Write out, word for word, only the lines from the one containing "of the bumpy" through the final line of the data.

Provided data:
################

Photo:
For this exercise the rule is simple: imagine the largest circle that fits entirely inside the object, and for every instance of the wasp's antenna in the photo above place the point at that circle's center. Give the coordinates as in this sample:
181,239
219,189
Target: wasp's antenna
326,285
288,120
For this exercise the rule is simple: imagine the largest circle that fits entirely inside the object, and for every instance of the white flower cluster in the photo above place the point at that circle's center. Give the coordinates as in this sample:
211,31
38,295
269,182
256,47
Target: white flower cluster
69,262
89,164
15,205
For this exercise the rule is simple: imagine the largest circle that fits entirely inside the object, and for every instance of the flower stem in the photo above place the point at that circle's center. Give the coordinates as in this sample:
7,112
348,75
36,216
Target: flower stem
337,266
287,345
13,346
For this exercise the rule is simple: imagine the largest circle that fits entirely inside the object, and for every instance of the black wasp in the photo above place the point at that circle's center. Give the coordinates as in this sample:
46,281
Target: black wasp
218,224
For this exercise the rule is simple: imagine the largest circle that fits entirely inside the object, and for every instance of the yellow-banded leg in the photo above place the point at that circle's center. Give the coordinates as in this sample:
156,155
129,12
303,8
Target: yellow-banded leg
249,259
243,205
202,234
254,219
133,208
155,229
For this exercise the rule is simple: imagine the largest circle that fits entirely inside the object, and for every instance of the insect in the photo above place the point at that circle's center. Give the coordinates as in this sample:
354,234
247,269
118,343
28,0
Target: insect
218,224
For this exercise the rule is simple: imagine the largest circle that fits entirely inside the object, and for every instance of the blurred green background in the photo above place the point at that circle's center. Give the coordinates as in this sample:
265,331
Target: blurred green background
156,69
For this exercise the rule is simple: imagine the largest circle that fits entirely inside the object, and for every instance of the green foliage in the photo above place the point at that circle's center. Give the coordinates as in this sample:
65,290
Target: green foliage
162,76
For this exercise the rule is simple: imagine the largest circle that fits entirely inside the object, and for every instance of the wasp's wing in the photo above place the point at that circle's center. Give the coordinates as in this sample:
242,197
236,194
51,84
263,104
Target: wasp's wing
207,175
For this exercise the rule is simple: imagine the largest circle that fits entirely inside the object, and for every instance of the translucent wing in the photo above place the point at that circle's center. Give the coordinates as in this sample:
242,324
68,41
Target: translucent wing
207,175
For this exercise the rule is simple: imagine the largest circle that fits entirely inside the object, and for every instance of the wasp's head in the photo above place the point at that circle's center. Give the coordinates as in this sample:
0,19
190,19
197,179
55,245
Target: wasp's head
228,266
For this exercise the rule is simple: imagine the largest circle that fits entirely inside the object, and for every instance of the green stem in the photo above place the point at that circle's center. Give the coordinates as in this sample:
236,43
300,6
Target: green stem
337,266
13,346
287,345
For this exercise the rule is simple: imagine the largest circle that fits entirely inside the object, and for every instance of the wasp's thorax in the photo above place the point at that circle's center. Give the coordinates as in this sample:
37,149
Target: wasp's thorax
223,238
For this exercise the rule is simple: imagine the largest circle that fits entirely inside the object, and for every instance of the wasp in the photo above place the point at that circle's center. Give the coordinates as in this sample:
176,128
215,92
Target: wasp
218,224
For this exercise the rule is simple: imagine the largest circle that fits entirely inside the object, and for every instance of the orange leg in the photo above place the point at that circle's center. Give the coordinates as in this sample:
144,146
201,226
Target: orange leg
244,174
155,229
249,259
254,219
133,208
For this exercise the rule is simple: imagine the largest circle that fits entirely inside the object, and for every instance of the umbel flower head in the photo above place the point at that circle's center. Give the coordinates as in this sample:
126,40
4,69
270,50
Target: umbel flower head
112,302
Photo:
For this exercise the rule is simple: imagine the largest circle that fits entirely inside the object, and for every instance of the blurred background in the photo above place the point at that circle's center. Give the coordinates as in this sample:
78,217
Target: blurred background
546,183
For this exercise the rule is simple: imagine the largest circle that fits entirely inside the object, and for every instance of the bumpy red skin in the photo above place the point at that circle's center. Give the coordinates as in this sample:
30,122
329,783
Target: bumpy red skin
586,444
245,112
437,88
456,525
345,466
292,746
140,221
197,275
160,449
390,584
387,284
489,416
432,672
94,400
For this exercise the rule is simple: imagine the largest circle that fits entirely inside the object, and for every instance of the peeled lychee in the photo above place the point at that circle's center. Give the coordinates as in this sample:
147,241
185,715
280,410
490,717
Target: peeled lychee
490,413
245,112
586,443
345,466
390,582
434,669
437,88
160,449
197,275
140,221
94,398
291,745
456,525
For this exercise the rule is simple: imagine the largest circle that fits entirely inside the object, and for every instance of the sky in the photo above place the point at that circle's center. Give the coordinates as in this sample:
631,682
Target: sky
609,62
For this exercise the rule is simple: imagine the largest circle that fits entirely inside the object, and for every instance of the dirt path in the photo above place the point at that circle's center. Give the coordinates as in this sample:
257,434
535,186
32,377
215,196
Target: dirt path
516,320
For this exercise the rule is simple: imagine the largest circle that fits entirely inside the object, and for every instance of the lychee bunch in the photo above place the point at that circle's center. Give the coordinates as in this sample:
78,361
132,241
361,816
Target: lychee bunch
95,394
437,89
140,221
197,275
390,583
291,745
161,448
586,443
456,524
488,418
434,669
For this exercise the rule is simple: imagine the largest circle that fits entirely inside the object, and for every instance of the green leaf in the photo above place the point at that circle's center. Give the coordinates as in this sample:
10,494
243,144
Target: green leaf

################

Written reply:
For this exercise the rule is simple: imagine the largest circle that fits entirely inside the object, and for every instance of the bumpy red skin in the photo above place the point at that circle's center. Give the coordinates as in this sample:
30,122
329,783
Target: bumpy red skin
586,444
245,112
437,88
456,525
345,466
292,746
140,221
197,275
160,449
390,584
387,284
489,416
432,672
94,400
For this exercise the rule is simple: imagine the largest circle that fits entirely inside the object, and for every instance of the peeled lychee in the photo above place the point at that circle's center. Give the coordinates as in this sample:
147,241
185,715
280,410
490,717
Target: peeled lychee
490,413
245,112
586,443
345,466
390,582
434,669
437,88
160,449
197,275
140,221
94,398
291,745
456,525
For this exercise the rule is simple: imagine the largest circle that fits entirely inside the object, and for every instance of the sky in the photo above place the point at that circle's center. Give the coordinates as in this sample:
631,682
Target: sky
609,62
For this exercise the rule is simple: imagine the largest circle that fits entirely inside the object, and for every instance of the dirt path in the photo above place the point at that circle's center. Give the coordinates as in this sample:
257,434
535,186
32,377
215,196
Target: dirt path
516,320
For this exercise the rule is simple: imagine the largest circle that fits entirely inside the object, and for every instance of the lychee bunch in the photo above place the point at that circle's center. Give the coordinates as in this sample:
78,361
132,241
361,816
Target: lychee bunch
95,394
437,89
140,221
197,275
390,583
291,745
161,448
586,443
456,524
488,418
434,669
For this exercise the rule is simple: imagine the largest circle that fits entirely inside the object, and for every instance of the green leaf in the photo above place the point at that circle's center. Give the coordinates as in this sample:
10,494
243,144
Target: green leaf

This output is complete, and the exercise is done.